This also occurs in Mecca/Jeddah.  For example, they say رسل while we say أرسل.  I think this has to do with the general avoidance of the _hamza_ in spoken Arabic.


----------



## Hemza

In the Hassaniya dialect the difference between اسم فاعل and اسم مفعول with verbs على وزن مفعل, is made the following way:

اسم فاعل: (e)mfa33al
اسم مفعول: mufa33al

This is how we distinguish between both (instead of "mufa33alun/mufa33ilun").


----------



## cherine

Interesting thread! I don't know how I missed it back then.



Josh_ said:


> Using Ghabi's examples:
> _ti3ib, yit3ab_ -- to be(come) tired
> _ta3ab, yit3ib --_ to cause (s.o.) to be tired, i.e. to tire (s.o.)
> 
> _fisid, yifsad -- _to be(come) corrupt
> _fasad, yifsid _-- to cause (s.o./s.th.) to be corrupt, i.e. corrupt (s.o.)

=======

Problems to work on:
1) Answer these questions from the thread on Arabic dialects, one line each:
(a) What do speakers in Mecca/Jeddah say instead of أرسل?
(b) In the Hassaniya dialect, how is the اسم مفعول of verbs على وزن مفعل pronounced?
(c) In the quoted examples, what does "fisid, yifsad" mean?
2) Resume the thread on Arabic dialects, starting after its last line.

=======

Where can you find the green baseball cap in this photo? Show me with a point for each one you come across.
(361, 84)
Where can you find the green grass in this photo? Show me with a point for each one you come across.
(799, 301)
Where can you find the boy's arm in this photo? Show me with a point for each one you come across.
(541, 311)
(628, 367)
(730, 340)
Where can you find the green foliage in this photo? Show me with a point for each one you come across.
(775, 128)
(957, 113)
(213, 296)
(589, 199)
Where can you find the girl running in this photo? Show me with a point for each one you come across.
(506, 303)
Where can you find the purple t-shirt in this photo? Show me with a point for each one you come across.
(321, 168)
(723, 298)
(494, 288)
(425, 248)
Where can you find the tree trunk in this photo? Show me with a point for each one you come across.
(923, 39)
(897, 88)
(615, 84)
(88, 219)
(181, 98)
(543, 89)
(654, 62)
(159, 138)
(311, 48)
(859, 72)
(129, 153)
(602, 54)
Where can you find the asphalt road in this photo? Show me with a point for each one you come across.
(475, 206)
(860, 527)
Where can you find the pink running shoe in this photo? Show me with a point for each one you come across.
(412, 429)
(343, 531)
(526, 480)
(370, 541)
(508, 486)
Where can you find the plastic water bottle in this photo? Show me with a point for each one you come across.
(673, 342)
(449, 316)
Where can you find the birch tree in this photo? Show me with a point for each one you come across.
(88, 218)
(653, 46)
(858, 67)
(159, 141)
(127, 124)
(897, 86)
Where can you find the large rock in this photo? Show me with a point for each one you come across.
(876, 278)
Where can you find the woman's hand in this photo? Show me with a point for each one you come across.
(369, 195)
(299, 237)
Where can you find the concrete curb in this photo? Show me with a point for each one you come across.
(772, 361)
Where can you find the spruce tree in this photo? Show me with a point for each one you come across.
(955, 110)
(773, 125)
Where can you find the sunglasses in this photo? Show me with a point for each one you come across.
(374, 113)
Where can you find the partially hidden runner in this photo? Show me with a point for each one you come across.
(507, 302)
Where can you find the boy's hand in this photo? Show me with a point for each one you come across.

=======

Answer list:
1)
(a) رسل
(b) mufa33al
(c) to be(come) corrupt

2)
> 
> Note that the vowel structure of the causative verbs is similar to the MSA form IV أَفْعَلَ، يُفْعِل vowel structure (af3al, yuf3il). In the past in both MSA and Egyptian the vowel structure is _a,a_.  In the present the MSA is _u,i_, whereas the Egyptian is _i,i_.  I don't have an explanation for this other than the combination _u,i_ (in that order) does not exist in Egyptian (at least I cannot think of a verb in which it occurs), so the '_u_' is turned to an '_i'_.  It might have to do with vowel harmony, which seems to occur in Egyptian.


Good examples and a good explanation from Josh, I think he's right. I can't think of an Egyptian usage of a أُفْعِل pattern, it's [almost] always اِتْفعل.

As for تِعِب - تَعَب, here's another interesting thing: In the Alexandrian accent/dialect, the verb is always ta3ab:
ana ta3abt = I got tired, and ta3abatak= I caused you to be tired/caused you inconvenience. And the noun is also ta3ab.
And as we use the مفعول مطلق in EA, to say I was so tired, we say تَعَبْت تَعَب  while people in Cairo (and other parts of Egypt) say تِعِبْت تَعَب

I'm trying to think of other verbs that follow the same pattern, but unfortunately can't remember any.


----------



## Ghabi

cherine said:


> I'm trying to think of other verbs that follow the same pattern


Do you use pairs like, for example:
ghala vs ghele
7ala vs 7ele
?


----------



## akhooha

Ghabi said:


> Do you use pairs like, for example:
> ghala vs ghele
> 7ala vs 7ele
> ?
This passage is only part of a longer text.